----- Фрагмент текста

Название для очерка Ким заимствовал из статьи профессора филологии Такаямы. Придуманную литературными мэтрами современной Японии эго-беллетристику (о личных переживаниях, своем окружении, мелочах повседневного бытия) Такаяма назвал «трехдомовнапротивсоседнихдвухной» прозой. Эта литература, с сожалением констатировал Ким, «превратилась в коллекцию опытов описания потайных углов микрокосма авторов и их знакомых». Он рассмотрел и другие жанры — от дзюнбунгаку («чистая литература») до дзицува («истории, основанные на фактах»), и противопоставил им особое явление — «пуро», реалистическую или пролетарскую литературу: «Пуро заняли почти половину мест в промпланах буржуазных книгоиздательств и в литературных отделах толстых ежемесячников»{129}.

----------
----- Исходные данные

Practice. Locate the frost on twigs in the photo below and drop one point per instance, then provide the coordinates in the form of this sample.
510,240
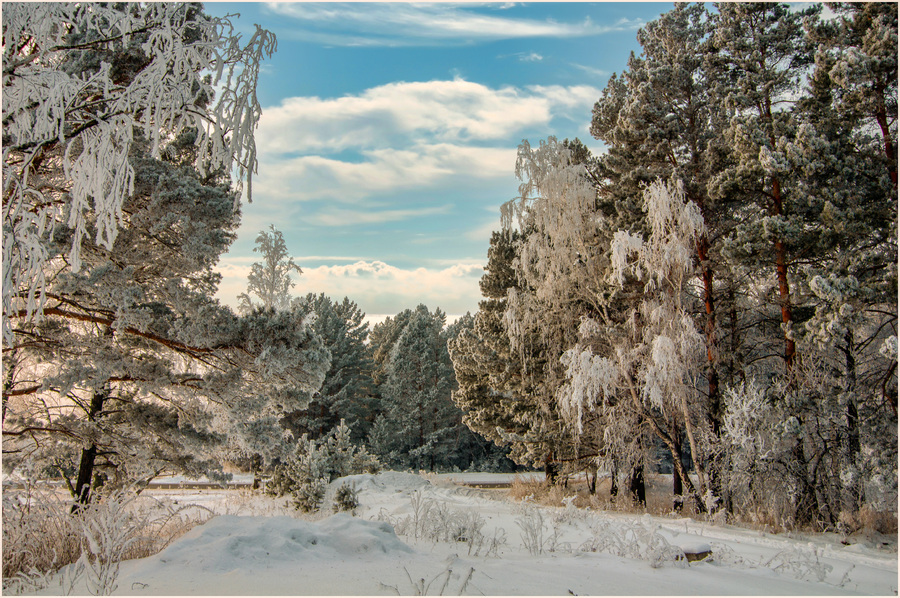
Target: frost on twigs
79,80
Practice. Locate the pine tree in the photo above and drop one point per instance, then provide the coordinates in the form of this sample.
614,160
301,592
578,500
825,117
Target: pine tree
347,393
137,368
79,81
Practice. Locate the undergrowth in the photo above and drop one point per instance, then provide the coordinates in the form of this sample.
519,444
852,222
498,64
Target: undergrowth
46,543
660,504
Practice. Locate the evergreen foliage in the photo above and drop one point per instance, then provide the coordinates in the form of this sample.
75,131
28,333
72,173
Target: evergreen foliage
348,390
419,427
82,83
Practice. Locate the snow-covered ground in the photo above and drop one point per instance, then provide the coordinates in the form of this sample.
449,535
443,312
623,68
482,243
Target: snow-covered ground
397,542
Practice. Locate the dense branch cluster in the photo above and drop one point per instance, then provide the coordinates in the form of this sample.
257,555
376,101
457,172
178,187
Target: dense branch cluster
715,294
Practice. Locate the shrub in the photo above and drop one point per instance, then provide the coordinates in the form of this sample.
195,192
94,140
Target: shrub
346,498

----------
----- Исходные данные

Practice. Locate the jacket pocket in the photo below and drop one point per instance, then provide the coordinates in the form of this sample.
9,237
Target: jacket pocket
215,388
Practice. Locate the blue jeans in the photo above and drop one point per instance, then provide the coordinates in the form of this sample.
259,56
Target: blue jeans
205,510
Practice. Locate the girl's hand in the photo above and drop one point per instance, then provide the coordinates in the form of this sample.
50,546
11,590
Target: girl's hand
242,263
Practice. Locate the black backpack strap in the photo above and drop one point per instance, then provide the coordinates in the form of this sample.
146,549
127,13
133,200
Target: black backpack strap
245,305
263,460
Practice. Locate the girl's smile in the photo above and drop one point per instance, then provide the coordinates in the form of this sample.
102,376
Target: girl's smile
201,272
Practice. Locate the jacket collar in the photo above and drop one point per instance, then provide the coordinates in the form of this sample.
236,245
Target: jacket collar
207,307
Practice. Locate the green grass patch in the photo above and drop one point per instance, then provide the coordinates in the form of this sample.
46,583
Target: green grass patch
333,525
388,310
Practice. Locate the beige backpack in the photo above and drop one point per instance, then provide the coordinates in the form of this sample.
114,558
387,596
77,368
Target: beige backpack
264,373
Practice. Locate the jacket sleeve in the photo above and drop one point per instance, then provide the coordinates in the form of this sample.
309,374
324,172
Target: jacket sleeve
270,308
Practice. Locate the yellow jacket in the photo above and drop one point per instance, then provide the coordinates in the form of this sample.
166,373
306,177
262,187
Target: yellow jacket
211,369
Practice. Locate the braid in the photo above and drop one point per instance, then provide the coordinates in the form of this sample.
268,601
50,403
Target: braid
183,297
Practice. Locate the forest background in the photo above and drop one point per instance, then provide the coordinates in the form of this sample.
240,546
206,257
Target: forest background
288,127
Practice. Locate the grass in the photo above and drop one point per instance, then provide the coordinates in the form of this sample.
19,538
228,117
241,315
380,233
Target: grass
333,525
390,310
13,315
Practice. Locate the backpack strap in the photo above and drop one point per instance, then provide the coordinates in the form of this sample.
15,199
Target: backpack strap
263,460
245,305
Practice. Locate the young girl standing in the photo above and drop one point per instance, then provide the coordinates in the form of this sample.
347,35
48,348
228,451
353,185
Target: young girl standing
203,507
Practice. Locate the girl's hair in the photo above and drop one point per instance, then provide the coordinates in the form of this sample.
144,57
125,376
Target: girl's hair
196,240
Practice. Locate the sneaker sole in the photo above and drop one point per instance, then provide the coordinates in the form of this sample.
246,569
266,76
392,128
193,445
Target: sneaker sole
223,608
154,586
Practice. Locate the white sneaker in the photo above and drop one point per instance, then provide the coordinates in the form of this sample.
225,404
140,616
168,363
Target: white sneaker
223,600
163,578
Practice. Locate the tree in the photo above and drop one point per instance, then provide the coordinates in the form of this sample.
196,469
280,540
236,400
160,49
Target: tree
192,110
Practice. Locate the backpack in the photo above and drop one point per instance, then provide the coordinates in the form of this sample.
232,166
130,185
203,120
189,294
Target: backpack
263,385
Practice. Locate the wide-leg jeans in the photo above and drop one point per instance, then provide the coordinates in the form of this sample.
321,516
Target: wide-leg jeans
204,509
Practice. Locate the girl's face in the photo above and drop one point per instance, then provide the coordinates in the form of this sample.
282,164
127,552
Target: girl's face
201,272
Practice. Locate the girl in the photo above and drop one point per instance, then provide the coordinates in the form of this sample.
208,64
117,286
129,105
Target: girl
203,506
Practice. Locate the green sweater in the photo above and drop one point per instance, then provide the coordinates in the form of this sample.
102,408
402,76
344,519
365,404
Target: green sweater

----------

▶ Задания:
**a.** Выпишите все японские названия литературных жанров, которые упоминаются в отрывке о японской литературе.
**b.** Пожалуйста, продолжите отрывок о японской литературе с места, на котором он обрывается.

▶ Ответы по порядку:
**a.** дзюнбунгаку, дзицува, пуро

**b.**
Под влиянием ли лучших «пуро» или поздних сочинений своего любимого Акутагавы, Роман Николаевич и сам написал пару новелл, опубликовав в очередном выпуске того же альманаха. Персонажи «Японского пейзажа» — туристы: французский посол, юноша-японец и семья из Токио. Муж, потерявший работу учителя в частной гимназии, здание которой купила патриотическая организация, жена, больная туберкулезом, и маленькая беззаботная дочка. Туристы идут через горы полюбоваться знаменитым озером и водопадом. «На берегу цвели вишни. По сине-зеленому стеклу скользили крошечные яхты. На той стороне озера, на склоне горы среди сосен, виднелись пагода и крыша буддийского монастыря… Посол вынул блокнот, записал: “Все одинаковы перед лицом шедевра природы. Император, торговец, кули одинаково забывают свои эфемерные страсти — политику, заботы, обиды”… Рано утром все пять путников покинули гостиницу, разошлись в разные стороны. Посол вызвал рикшу из селения и поехал дальше в горы, в соседний курорт… Молодой парень нанял лодочника и переправился на ту сторону озера. В монастыре ночью должна была состояться конференция нового состава ЦК компартии… Супруги с девочкой пошли вдоль берега, перешли мостик, прошли мимо двухэтажных вилл, еще пустых. Они направились прямо к знаменитому водопаду, чтобы броситься в него»{130}.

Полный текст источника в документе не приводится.